Teks Sumber.
Konflik
Sulu-Malaysia Ancam NKRI
Sejak 12 Februari 2013 pekan terakhir, konflik yang
melibatkan para pengikut Kesultanan Sulu yang selama ini berdomisili di
Filipina menggemparkan wilayah Lahad Datu, Sabah, Malaysia. Pasalnya mereka
bertekad merebut kembali wilayah Sabah yang menurut mereka merupakan tanah
leluhur mereka.
Tidak terima dengan klaim yang akan dilakukan pengikut
Kesultanan Sulu yang dipimpin Raja Muda Agbimuddin Kiram tersebut, pihak
Malaysia langsung meradang. Mereka berusaha mengusir para pengikut Sultan
Jamalul Kiram II tersebut agar segera keluar dari wilayah mereka, dimulai
dengan upaya diplomasi hingga pertempuran yang mengakibatkan korban jiwa.
Hanya sayang, dalam minggu-minggu pertama, Malaysia seperti
tidak serius merespon kedatangan sekitar 200 Prajurit Sulu tersebut. Buktinya
mereka tidak mengirim utusan untuk melakukan diplomasi langsung ke pimpinan
Prajurit Sulu yang bersenjata AK-47, M-16 dan pelontar mortir, mereka hanya
berusaha mengepung kawasan Lahad Datu untuk menakut-nakuti. Padahal Sultan
Jamalul Kiram II sudah berkomitmen mereka tidak meninggalkan Lahad Datu meski harus
mati sekalipun.

Materi yang Ditampilkan.

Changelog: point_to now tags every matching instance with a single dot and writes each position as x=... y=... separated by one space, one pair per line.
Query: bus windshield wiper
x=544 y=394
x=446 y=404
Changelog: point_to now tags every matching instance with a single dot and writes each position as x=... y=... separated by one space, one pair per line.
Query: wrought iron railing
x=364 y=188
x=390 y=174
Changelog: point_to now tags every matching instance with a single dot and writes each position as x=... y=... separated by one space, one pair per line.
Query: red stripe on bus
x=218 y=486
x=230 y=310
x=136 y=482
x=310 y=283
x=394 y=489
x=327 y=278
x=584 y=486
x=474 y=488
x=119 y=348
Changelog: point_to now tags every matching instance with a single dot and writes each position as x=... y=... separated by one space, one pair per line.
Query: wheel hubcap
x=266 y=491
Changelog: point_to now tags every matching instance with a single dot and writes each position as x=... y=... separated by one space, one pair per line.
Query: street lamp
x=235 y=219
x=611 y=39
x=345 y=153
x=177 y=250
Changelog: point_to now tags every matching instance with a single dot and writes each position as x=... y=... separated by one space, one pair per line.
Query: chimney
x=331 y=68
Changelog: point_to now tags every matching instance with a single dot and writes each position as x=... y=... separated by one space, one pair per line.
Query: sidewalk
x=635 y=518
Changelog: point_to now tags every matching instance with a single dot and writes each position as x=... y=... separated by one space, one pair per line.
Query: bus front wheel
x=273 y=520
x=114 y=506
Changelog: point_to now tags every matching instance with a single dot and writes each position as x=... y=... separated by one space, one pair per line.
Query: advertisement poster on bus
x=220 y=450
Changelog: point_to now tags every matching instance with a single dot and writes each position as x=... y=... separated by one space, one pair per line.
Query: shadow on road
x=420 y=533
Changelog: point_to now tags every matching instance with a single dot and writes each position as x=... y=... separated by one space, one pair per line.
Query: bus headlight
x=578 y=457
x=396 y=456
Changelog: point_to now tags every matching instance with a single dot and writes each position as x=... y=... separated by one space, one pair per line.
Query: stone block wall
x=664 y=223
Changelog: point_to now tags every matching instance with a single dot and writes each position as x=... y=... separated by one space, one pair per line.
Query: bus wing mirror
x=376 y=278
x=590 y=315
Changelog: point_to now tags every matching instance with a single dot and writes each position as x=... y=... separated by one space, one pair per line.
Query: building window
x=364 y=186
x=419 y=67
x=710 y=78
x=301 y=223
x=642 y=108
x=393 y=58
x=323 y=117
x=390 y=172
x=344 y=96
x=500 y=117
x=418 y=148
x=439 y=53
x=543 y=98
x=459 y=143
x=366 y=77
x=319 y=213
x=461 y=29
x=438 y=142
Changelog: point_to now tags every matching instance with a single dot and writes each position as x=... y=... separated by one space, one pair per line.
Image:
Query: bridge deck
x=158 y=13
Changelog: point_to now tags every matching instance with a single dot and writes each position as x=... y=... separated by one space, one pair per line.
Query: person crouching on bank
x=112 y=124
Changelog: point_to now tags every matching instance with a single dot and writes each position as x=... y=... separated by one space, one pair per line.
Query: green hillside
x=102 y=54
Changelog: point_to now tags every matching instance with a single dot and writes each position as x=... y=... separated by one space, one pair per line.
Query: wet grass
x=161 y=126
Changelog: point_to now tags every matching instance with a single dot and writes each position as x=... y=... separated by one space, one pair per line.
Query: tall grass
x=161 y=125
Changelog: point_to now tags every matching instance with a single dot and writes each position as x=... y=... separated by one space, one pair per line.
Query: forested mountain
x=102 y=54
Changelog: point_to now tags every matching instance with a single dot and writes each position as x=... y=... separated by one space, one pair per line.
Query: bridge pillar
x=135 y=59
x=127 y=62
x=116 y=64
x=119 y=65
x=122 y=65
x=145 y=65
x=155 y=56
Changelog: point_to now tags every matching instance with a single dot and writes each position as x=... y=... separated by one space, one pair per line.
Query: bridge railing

Tujuan.
1: Sebutkan semua senjata yang dibawa Prajurit Sulu menurut teks tentang konflik Sulu-Malaysia.
2: Sunting teks tentang konflik Sulu-Malaysia dari "Hanya sayang, dalam" sampai "mati sekalipun.", lalu tulis ulang bagian itu dengan mengganti "mengepung" menjadi "mengelilingi".
Materi di atas diambil dari sumber lain.

Daftar Jawaban.
1: AK-47, M-16, pelontar mortir

2:
Hanya sayang, dalam minggu-minggu pertama, Malaysia seperti
tidak serius merespon kedatangan sekitar 200 Prajurit Sulu tersebut. Buktinya
mereka tidak mengirim utusan untuk melakukan diplomasi langsung ke pimpinan
Prajurit Sulu yang bersenjata AK-47, M-16 dan pelontar mortir, mereka hanya
berusaha mengelilingi kawasan Lahad Datu untuk menakut-nakuti. Padahal Sultan
Jamalul Kiram II sudah berkomitmen mereka tidak meninggalkan Lahad Datu meski harus
mati sekalipun.